Aim:
From the material below, pick out and copy every line that contains the string "ceiling".

** start Data entries **

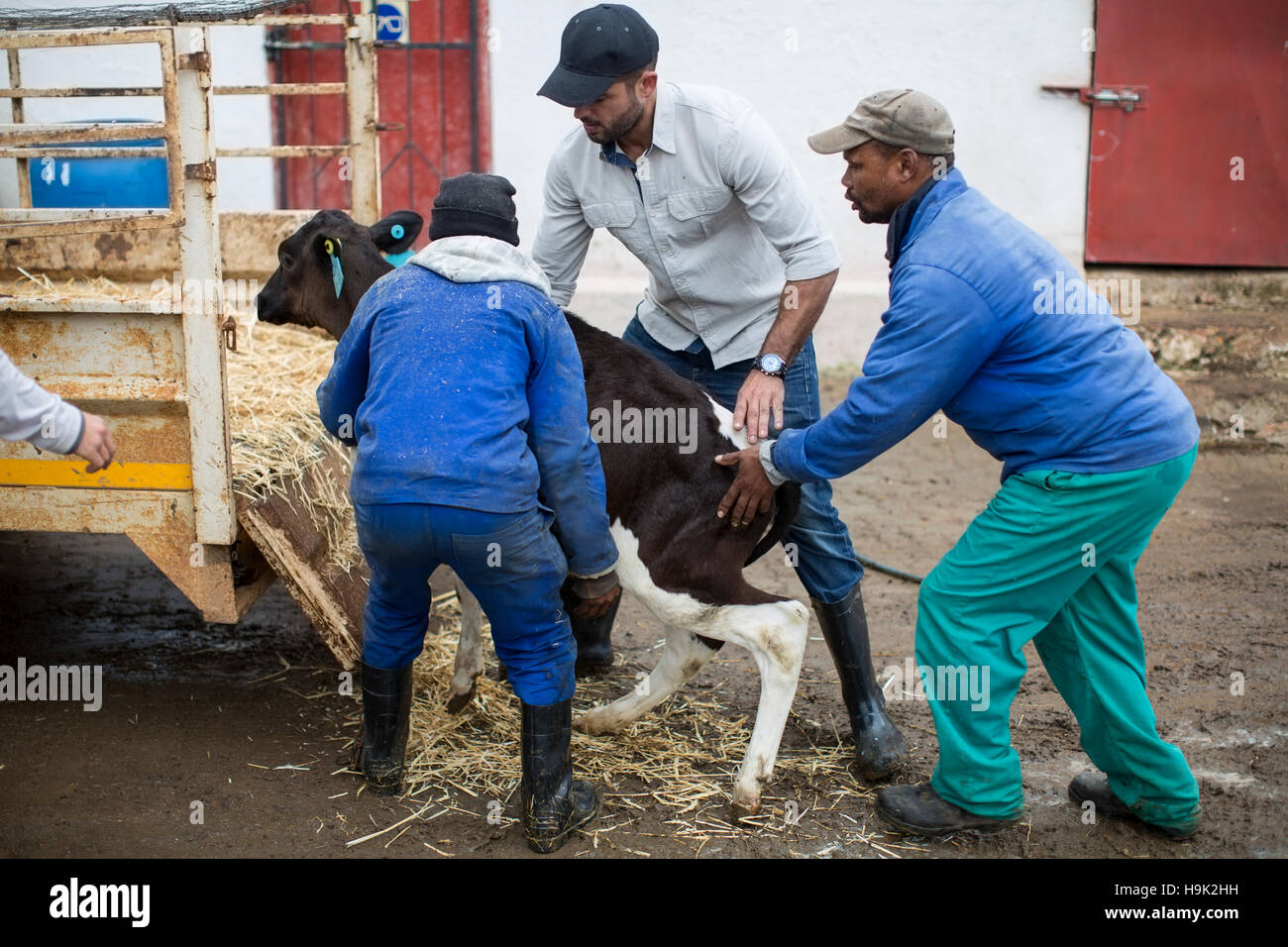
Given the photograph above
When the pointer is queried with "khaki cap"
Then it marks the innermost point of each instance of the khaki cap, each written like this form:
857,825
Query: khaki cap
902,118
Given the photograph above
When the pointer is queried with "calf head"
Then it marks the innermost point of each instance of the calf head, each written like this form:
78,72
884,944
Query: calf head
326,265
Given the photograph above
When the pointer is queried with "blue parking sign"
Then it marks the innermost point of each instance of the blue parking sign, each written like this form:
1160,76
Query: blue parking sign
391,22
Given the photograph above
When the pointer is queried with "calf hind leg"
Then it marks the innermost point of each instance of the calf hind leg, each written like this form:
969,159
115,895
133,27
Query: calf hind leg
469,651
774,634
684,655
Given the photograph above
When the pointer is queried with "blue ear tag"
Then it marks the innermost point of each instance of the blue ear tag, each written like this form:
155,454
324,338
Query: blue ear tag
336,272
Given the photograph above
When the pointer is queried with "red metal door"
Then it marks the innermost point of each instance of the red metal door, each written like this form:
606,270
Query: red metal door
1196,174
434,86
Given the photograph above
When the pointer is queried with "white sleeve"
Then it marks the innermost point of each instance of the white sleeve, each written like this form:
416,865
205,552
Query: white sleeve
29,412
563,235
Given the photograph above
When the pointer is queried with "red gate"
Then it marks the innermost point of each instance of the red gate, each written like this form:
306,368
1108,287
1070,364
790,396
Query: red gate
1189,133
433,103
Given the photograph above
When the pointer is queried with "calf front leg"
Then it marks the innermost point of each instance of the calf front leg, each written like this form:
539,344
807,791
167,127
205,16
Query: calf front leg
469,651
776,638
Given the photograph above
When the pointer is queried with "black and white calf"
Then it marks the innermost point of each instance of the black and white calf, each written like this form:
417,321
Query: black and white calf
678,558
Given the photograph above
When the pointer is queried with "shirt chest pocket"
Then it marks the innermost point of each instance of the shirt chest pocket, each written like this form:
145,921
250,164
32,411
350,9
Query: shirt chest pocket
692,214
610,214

** end Data entries **
** start Data entries **

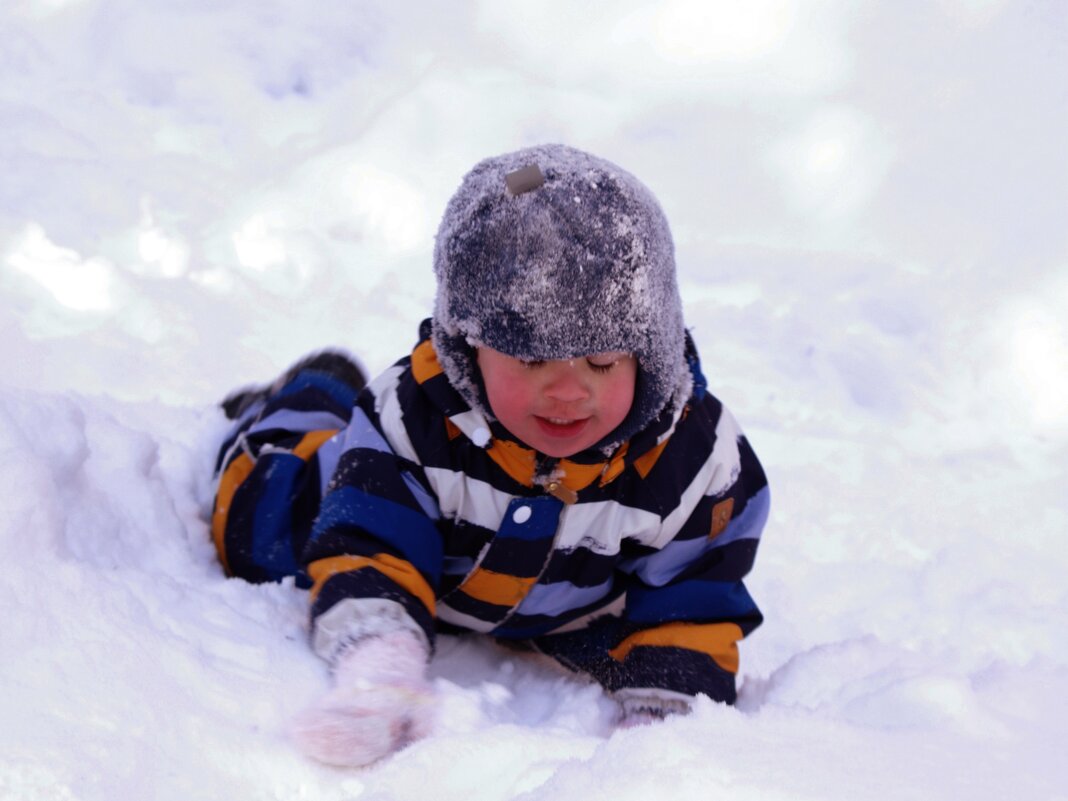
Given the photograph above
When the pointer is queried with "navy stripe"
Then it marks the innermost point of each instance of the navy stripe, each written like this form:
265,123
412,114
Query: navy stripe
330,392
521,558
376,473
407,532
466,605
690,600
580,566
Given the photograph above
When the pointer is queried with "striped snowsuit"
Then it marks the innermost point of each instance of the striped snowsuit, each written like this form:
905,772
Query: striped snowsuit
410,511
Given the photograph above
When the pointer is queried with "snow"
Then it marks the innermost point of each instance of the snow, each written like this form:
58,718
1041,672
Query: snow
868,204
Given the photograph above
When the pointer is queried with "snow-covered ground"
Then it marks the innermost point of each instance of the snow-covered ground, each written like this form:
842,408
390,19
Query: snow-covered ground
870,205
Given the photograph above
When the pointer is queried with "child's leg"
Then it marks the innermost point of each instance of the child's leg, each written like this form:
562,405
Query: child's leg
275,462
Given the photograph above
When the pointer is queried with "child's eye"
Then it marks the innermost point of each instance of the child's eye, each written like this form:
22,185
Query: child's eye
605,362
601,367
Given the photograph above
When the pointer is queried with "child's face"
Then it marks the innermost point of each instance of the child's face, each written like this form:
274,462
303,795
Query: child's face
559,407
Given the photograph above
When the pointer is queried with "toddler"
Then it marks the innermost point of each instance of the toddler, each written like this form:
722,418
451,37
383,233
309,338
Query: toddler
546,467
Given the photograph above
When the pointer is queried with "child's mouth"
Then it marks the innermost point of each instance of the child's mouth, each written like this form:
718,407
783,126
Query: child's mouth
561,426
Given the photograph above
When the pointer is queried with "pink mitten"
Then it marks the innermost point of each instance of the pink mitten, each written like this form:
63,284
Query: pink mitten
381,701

** end Data entries **
** start Data entries **

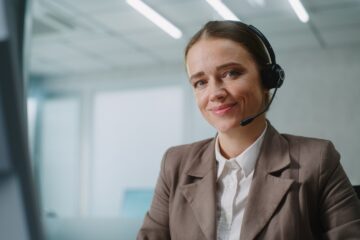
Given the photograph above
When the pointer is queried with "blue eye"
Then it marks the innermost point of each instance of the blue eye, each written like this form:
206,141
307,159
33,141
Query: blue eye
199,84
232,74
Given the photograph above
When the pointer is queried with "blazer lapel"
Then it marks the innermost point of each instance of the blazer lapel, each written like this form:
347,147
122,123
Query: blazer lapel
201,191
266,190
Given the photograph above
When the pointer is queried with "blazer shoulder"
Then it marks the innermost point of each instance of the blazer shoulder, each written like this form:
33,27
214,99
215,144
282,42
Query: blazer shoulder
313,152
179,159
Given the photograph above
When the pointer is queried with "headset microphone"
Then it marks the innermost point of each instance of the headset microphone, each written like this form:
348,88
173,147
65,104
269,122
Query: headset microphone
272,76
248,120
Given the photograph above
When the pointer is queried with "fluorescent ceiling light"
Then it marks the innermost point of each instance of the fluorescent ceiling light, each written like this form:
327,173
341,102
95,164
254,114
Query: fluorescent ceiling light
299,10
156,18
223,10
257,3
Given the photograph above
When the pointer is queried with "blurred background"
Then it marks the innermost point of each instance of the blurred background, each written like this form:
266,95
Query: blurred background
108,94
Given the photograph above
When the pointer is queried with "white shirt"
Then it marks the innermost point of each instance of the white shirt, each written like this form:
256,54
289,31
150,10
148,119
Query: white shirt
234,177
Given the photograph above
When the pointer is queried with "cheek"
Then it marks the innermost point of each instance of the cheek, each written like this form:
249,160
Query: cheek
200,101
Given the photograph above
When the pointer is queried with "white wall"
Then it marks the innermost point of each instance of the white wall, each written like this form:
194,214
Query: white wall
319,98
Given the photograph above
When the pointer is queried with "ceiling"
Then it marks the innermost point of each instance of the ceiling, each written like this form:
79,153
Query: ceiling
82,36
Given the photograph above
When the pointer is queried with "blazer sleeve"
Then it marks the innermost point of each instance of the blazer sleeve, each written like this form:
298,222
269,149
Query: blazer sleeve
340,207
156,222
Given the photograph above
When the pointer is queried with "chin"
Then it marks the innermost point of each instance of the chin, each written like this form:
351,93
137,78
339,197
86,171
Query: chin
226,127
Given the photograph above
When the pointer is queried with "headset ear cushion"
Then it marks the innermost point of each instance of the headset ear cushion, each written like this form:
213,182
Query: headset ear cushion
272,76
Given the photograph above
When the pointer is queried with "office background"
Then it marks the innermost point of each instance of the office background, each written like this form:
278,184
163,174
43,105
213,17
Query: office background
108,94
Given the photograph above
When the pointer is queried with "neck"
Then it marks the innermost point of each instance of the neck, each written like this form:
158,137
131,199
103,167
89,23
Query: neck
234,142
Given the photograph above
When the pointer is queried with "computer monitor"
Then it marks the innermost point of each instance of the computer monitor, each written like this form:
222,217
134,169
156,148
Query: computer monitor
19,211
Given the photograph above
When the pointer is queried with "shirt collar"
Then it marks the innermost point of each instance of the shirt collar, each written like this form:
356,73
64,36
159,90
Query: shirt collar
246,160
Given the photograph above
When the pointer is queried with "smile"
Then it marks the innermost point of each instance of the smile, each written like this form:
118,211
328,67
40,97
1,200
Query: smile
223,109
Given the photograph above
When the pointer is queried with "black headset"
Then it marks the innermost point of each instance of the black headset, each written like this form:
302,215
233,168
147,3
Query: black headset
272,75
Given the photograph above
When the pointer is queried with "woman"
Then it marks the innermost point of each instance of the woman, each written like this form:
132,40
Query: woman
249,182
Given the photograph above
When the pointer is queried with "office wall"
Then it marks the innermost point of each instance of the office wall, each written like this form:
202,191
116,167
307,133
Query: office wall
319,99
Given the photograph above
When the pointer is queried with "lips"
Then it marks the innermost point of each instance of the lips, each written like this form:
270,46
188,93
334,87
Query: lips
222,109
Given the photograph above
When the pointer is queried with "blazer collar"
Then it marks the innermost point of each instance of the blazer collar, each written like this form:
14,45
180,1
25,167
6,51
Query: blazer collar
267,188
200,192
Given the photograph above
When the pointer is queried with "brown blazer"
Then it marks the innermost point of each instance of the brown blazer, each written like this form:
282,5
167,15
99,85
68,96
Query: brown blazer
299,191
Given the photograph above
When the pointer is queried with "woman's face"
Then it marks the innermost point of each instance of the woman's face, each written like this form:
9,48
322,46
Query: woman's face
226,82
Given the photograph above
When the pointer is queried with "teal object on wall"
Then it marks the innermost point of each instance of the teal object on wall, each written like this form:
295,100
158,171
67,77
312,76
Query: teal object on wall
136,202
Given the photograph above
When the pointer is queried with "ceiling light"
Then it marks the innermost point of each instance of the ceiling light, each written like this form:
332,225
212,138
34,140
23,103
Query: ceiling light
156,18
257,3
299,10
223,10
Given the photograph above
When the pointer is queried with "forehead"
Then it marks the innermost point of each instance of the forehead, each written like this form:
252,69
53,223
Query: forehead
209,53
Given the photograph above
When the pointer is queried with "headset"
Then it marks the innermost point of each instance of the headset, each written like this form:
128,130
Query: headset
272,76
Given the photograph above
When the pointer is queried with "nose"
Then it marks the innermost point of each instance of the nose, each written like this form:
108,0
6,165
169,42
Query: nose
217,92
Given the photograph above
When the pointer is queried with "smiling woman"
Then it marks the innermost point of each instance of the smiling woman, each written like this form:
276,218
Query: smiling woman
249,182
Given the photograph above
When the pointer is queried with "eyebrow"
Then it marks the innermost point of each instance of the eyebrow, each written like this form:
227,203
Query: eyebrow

** end Data entries **

Result for this task:
When the pointer is queried with "fluorescent ceiling light"
Then it marks the innermost point of each instance of the fluorescent ceiling light, each written like this form:
Query: fluorescent ceiling light
When the pointer is queried with "ceiling"
Then it marks the innermost point of each instance of the ceiling, each written like this form:
Query: ceiling
When the pointer is queried with "ceiling light"
Then it marks the innermost point of each instance of the ceiling light, each written like this form:
Query: ceiling light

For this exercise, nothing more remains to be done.